--- Start of Records shown ---

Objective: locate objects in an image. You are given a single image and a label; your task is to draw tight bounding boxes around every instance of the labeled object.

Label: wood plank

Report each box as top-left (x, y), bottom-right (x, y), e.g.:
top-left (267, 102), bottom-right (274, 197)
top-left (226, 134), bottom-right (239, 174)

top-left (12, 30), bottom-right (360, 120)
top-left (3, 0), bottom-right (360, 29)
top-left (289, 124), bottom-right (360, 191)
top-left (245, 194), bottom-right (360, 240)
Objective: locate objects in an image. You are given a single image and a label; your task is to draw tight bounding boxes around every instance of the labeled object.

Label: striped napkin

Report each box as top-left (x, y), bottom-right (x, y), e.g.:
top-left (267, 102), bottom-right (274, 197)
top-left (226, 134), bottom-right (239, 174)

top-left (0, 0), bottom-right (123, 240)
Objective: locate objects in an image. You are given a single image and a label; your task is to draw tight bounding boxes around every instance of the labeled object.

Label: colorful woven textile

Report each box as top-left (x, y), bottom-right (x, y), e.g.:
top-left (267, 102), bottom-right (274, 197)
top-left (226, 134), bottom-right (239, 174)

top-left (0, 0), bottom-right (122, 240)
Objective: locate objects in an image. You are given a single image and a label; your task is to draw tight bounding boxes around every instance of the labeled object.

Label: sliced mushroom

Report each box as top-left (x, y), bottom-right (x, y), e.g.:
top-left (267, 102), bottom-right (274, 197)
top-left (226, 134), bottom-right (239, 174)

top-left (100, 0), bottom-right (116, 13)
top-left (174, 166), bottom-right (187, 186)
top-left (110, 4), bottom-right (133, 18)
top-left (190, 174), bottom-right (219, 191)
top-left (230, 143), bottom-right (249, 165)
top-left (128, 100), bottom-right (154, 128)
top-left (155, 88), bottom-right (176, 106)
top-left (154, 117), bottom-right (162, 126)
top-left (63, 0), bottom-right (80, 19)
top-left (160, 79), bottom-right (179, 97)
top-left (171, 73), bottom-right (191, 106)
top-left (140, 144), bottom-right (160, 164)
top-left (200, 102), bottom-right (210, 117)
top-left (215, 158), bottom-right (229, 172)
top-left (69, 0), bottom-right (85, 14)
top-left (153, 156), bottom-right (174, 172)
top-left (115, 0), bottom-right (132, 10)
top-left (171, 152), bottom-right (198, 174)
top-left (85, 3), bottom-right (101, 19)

--- End of Records shown ---

Reproduce the part of the records that runs from the very start through the line containing "top-left (245, 194), bottom-right (360, 240)", shifting every coordinate in the answers by adding 141 to it. Leave the requests and their format samples as they are.

_Output for this task_:
Objective: locate objects in an image. You are given a single image and a label; your task is to draw tight bounding boxes around every instance of the labeled object.

Label: wood plank

Report each box as top-left (x, y), bottom-right (x, y), e.g.:
top-left (267, 102), bottom-right (274, 197)
top-left (226, 134), bottom-right (239, 174)

top-left (153, 171), bottom-right (501, 261)
top-left (144, 141), bottom-right (501, 170)
top-left (430, 265), bottom-right (501, 332)
top-left (386, 335), bottom-right (501, 381)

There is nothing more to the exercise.